══ ИСХОДНЫЙ ТЕКСТ ══

Подносимые ему венки он считал лучшей наградой. В ноябре или декабре, после бала в одном высшем учебном заведении, на который ему прислали почетный билет, он рассказывал мне, как его принимали.
— Потом мы стали говорить, — продолжал он, — затеяли спор. Они просили, чтоб я им говорил о Христе. Я им стал говорить, и они внимательно слушали.
И голос его дрожал при этом воспоминании. Он любил русского человека до страсти, любил его таким, каким он есть, любил многое из его прошлого и верил с детскою, непоколебимою верою в будущее. ‘Кто не верит, тому и жить нельзя’, — говаривал он, и говорил правду. Народная гордость жила в нем, жило в нем то сознание силы русского народа, которое разным пошлякам кажется квасным патриотизмом, но уже не кажется это так вступающему в жизнь поколению. Эта независимость духа, эта искренность, с какою он высказывал свои мнения, насколько позволяли ему условия печати, сделали его любимцем публики, любимцем подрастающих поколений. Весь либерализм наших либералов из любой иностранной книжки можно вычитать, но русскую душу можно узнать только в глубоком писателе-человеке. И вот почему к нему ходили как на исповедь, ему делали невероятные признания, в силу его слова верили и стар и млад. Как общественная личность, как личность политическая, он не может быть объяснен в данный момент, не может быть объяснен одними своими произведениями. Пусть явятся воспоминания, пусть явится переписка, но многое он унес с собой, много такого благородного, такого любящего и глубокого, о чем можно только догадываться, что можно только чувствовать по некоторым страницам его произведений,
Я не могу собрать воедино все те черты этой личности, которые заставляли любить его, которые наполняли меня беспредельным уважением к нему. Я чувствую, что в этом маленьком очерке все разбросано, что в нем, может быть, упущено самое важное, я чувствую также, что и условия печати потребны более широкие, чтоб изложить с достаточною ясностью его убеждения политические и нравственно-философские. На продолжение своего ‘Дневника’ он смотрел отчасти как на средство выяснить все это и завязать узел борьбы по существенным вопросам русской жизни. Все это теперь кончено, кончен и замысел продолжать ‘Братьев Карамазовых’. Алеша Карамазов должен был явиться героем следующего романа, героем, из которого он хотел создать тип русского социалиста9, не тот ходячий тип, который мы знаем и который вырос вполне на европейской почве…
Все это кончено. Уста смолкли навек, горячее сердце перестало биться. Похороны его, вынос его тела — общественное событие, невиданное еще торжество русского таланта и русской мысли, всенародно и свободно признанных за русским писателем. Зрелища более величавого, более умилительного еще никогда не видал ни Петербург и никакой другой русский город. Ничья вдова, ничьи дети не имели еще такого великого утешения — свою скорбь смягчить таким выражением общественной признательности к близкому им человеку, свою жизнь наполнить воспоминанием о незабвенном великом дне, хотя он был днем вечной разлуки.
Это были не похороны, не торжество смерти, а торжество жизни, ее воскресение.
А. С. Суворин
О ПОКОЙНОМ
Печатается по газете ‘Новое время’, 1881, N 1771 от 1(13) февраля, подпись: ‘Незнакомец’.
1 Очевидно, имеется в виду убийство отца, М. М. Достоевского, крепостными. См. т. 1 наст. изд., прим. 8 к стр. 159.
2 Драма Гюго ‘Анжело’.
3 ‘Мильон терзаний’.
4О Чацком Достоевский упоминал в ‘Дневнике писателя’ еще в 1876 году — см. Достоевский, 1926—1930, XI, 373.
5 См. ‘Дневник писателя’ за 1881 год (Достоевский, 1926-1930, XII, 424).
6 То есть в январском выпуске ‘Дневника писателя’ за 1881 год, вышедшем через несколько дней после смерти Достоевского.
7 Об отношении передовой молодежи 70-х годов к Достоевскому см. воспоминания Е. П. Летковой и И. И. Попова.
8 См. прим. 1 к стр. 328.
9 См. об этом также в ‘Дневнике’ А. С. Суворина, стр. 329 наст. тома.

═══

(ЗАДАНИЯ ДЛЯ ВЫПОЛНЕНИЯ):
a: Перечислите всех людей, которые в пронумерованных примечаниях к тексту о Достоевском названы фамилией с инициалами.
b: Перепишите из текста о Достоевском отрывок, начиная со слов «Это были не» и заканчивая словами «к стр. 159.».

══ СОДЕРЖИМОЕ НАБОРА ДАННЫХ ══

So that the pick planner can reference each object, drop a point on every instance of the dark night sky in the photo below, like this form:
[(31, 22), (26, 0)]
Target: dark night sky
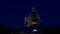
[(12, 12)]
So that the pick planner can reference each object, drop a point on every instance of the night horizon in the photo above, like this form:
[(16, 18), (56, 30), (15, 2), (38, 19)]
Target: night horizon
[(13, 13)]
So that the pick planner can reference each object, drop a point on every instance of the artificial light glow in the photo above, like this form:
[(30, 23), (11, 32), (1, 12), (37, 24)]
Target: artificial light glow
[(34, 30)]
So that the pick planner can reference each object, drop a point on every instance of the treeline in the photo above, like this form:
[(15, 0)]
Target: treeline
[(46, 30)]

═══

(ОТВЕТЫ ПО ЗАДАНИЯМ):
a: М. М. Достоевский, Е. П. Леткова, И. И. Попов, А. С. Суворин.

b:
Это были не похороны, не торжество смерти, а торжество жизни, ее воскресение.
А. С. Суворин
О ПОКОЙНОМ
Печатается по газете ‘Новое время’, 1881, N 1771 от 1(13) февраля, подпись: ‘Незнакомец’.
1 Очевидно, имеется в виду убийство отца, М. М. Достоевского, крепостными. См. т. 1 наст. изд., прим. 8 к стр. 159.